Assignment: Below are the records; pull every line that includes "jacket".

◆ ◆ ◆ ◆ ◆

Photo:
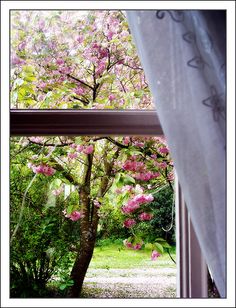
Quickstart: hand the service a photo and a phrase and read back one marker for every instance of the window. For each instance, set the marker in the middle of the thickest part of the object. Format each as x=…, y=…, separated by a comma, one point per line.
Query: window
x=33, y=122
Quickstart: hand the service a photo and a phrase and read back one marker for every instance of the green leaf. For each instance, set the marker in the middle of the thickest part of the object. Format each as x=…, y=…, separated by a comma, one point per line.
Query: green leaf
x=63, y=286
x=165, y=245
x=159, y=247
x=149, y=246
x=160, y=239
x=128, y=179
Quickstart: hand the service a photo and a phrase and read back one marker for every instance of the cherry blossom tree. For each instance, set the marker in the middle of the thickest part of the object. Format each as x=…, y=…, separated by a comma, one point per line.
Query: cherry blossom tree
x=78, y=60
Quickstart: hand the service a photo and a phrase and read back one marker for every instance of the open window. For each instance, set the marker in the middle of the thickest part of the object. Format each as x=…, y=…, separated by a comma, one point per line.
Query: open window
x=192, y=271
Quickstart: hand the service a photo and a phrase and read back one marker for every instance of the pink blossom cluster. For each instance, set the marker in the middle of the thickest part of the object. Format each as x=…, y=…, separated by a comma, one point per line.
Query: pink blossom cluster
x=129, y=223
x=139, y=144
x=57, y=192
x=72, y=155
x=79, y=91
x=134, y=166
x=42, y=168
x=126, y=140
x=147, y=176
x=22, y=45
x=111, y=97
x=37, y=139
x=15, y=60
x=163, y=150
x=145, y=216
x=171, y=176
x=155, y=255
x=162, y=165
x=80, y=148
x=97, y=203
x=74, y=216
x=135, y=203
x=88, y=149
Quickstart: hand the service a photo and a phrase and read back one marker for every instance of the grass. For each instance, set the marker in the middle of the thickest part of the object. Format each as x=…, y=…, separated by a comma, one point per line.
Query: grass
x=109, y=255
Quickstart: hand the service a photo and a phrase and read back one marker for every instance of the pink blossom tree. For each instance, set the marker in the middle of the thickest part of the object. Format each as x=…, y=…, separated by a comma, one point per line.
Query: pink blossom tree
x=88, y=60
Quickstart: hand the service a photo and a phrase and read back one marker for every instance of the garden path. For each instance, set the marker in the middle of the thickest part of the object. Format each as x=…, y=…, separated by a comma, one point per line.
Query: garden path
x=130, y=283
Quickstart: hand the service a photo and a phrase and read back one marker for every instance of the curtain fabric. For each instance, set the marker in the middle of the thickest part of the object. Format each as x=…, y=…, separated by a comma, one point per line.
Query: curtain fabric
x=183, y=56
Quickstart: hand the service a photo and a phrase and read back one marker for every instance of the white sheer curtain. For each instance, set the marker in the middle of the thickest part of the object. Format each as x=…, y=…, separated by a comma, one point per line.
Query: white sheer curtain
x=183, y=56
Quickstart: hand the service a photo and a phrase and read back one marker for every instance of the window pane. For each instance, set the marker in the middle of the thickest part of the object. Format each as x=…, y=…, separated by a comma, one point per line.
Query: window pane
x=75, y=60
x=118, y=190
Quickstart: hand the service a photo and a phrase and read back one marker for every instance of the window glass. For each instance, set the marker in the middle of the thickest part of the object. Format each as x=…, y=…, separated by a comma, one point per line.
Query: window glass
x=75, y=60
x=121, y=186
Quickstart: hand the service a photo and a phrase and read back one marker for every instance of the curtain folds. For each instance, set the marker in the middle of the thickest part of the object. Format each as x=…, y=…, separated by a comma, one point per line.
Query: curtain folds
x=183, y=56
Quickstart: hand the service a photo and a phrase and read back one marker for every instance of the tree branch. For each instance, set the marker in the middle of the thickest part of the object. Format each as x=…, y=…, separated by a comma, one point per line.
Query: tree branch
x=80, y=81
x=117, y=143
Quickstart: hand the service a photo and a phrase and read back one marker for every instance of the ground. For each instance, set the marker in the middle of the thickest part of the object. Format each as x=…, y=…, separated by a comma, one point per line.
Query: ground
x=130, y=283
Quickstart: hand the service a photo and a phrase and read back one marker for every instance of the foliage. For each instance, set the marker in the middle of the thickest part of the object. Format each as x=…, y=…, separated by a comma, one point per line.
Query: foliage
x=75, y=188
x=43, y=237
x=72, y=59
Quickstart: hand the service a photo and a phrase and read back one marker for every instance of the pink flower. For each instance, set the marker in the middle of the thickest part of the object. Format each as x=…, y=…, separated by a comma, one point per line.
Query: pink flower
x=56, y=192
x=37, y=139
x=75, y=215
x=22, y=45
x=162, y=165
x=127, y=244
x=133, y=166
x=65, y=214
x=88, y=149
x=79, y=91
x=80, y=148
x=171, y=176
x=17, y=61
x=103, y=53
x=110, y=35
x=42, y=85
x=72, y=155
x=163, y=150
x=137, y=246
x=126, y=140
x=128, y=223
x=80, y=39
x=155, y=255
x=139, y=144
x=43, y=169
x=66, y=70
x=111, y=97
x=73, y=146
x=97, y=204
x=145, y=216
x=41, y=24
x=101, y=68
x=60, y=61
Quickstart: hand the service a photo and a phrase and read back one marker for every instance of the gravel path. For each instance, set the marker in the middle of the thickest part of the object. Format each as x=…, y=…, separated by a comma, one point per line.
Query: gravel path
x=132, y=283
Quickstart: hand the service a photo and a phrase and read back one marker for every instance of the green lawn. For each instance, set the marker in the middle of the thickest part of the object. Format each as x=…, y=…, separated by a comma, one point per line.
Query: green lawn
x=114, y=255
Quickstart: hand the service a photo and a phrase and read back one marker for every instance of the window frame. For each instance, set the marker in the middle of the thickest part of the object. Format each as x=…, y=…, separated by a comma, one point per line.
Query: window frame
x=191, y=267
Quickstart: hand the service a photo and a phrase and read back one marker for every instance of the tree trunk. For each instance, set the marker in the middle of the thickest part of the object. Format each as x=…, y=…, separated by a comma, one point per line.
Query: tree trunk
x=81, y=266
x=88, y=223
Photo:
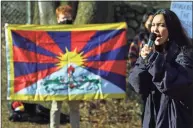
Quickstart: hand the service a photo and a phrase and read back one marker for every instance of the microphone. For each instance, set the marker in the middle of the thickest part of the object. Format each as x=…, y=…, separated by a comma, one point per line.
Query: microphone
x=151, y=40
x=150, y=43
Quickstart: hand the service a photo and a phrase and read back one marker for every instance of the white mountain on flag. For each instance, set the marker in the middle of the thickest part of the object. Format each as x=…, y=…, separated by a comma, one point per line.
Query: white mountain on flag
x=72, y=79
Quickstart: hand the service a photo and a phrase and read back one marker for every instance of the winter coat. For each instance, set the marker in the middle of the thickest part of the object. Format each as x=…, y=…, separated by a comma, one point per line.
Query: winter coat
x=165, y=83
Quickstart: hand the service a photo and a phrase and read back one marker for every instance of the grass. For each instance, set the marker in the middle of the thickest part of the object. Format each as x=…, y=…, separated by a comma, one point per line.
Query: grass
x=111, y=114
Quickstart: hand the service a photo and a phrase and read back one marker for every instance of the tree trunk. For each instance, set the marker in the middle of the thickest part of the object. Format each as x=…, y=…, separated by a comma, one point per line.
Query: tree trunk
x=94, y=12
x=47, y=12
x=35, y=14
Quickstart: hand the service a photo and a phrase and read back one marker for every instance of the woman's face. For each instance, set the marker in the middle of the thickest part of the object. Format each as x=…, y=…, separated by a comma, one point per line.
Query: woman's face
x=159, y=28
x=148, y=23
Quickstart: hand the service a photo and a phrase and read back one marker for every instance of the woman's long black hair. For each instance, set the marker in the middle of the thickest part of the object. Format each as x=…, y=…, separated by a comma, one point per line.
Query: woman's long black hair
x=174, y=26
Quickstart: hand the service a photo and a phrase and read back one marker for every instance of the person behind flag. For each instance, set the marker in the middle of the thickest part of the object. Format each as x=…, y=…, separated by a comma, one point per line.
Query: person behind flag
x=140, y=39
x=64, y=16
x=163, y=75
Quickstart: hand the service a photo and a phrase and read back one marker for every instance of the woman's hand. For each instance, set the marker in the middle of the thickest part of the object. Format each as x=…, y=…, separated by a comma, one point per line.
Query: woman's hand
x=145, y=51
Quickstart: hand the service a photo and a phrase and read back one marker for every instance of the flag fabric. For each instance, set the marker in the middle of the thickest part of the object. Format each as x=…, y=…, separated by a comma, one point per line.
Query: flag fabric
x=66, y=62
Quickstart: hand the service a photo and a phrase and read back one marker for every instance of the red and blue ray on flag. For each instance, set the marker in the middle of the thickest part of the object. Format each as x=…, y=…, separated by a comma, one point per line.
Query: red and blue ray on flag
x=66, y=62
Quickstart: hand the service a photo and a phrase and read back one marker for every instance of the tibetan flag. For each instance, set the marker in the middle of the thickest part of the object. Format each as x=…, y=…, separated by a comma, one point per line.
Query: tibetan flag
x=66, y=62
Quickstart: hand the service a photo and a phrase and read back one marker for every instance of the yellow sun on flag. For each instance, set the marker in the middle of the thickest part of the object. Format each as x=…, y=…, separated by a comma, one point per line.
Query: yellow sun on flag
x=71, y=57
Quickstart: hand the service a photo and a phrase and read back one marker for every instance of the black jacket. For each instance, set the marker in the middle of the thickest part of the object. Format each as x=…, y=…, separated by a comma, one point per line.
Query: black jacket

◆ ◆ ◆ ◆ ◆

Final answer:
Quickstart: hand the service a photo and a phrase and read back one marker for every instance of the black jacket. For each instance, set the marker in the middle of the thickest part of the object. Format each as x=…, y=…, separated by a comma, one point per line.
Query: black jacket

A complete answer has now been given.